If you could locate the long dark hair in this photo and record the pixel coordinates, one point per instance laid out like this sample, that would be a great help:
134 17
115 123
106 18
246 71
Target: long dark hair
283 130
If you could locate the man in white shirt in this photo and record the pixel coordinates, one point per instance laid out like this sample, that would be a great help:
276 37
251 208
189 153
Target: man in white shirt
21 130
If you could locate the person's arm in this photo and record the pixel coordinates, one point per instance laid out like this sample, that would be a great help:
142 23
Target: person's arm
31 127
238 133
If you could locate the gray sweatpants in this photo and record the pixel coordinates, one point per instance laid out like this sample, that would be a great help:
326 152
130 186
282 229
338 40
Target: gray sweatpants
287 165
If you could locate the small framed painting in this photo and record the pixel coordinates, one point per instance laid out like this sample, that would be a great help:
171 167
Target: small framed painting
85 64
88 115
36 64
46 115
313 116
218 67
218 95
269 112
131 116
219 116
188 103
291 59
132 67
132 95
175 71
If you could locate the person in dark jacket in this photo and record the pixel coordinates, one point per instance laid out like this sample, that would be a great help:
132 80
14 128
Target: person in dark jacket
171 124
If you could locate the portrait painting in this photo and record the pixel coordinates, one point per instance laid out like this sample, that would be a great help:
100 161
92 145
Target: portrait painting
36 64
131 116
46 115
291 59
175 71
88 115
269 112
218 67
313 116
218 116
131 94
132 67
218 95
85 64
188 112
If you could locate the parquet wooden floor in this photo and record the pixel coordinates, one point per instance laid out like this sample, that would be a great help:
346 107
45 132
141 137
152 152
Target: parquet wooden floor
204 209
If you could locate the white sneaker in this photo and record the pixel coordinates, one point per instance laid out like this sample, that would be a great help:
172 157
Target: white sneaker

PROBLEM REQUIREMENTS: Please copy every one of the records above line for line, changing nothing.

FINISHED EXERCISE:
If you could locate the long dark hair in this photo and record the pixel coordinates, one point per instance laid out like this sample, that would be a great help:
134 17
115 123
106 18
246 71
Target: long dark hair
283 130
If you could locate the man in white shirt in this photo and record the pixel coordinates, one point per instance laid out like this sample, that would be a great help:
276 37
251 208
189 153
Target: man in white shirt
21 130
If you could locate the person's arm in this photo and record the pixel coordinates, one point per instance laid out like this sample, that would be a great help:
142 23
Target: person's arm
31 127
238 133
If you could locate the gray sweatpants in this photo and record the pixel coordinates, one point per instance laid out like this sample, that would be a great help:
326 152
130 186
282 229
338 40
Target: gray sweatpants
287 165
If you could locate the small framed painting in this photo and record the pixel coordinates, one point per instance laid out like this sample, that would be a great help:
171 167
Target: small framed painting
85 64
88 115
36 64
46 115
313 116
218 67
218 95
269 112
131 116
219 116
188 103
291 59
132 67
132 95
175 71
If you could locate the person in dark jacket in this photo and record the pixel coordinates, one point per instance laid out like this sample, that would be a great help:
132 80
14 128
Target: person in dark jacket
171 124
If you could locate the portrait painting in this photo and record the pixel coordinates, one point per instance laid out like this sample, that would be a great help:
100 161
92 145
Target: portrait painting
36 64
131 116
46 115
291 59
175 71
88 115
269 112
218 67
313 116
218 116
131 94
132 67
218 95
85 64
188 112
If you could locate the parquet wooden floor in this photo and record the pixel coordinates, one point per instance laid out like this sample, that would be a great help:
346 107
45 132
141 137
152 152
Target: parquet wooden floor
204 209
If you could locate the white sneaker in this photo and record the pixel coordinates, one point per instance laid out like this sample, that would be a great help:
172 157
Target: white sneaker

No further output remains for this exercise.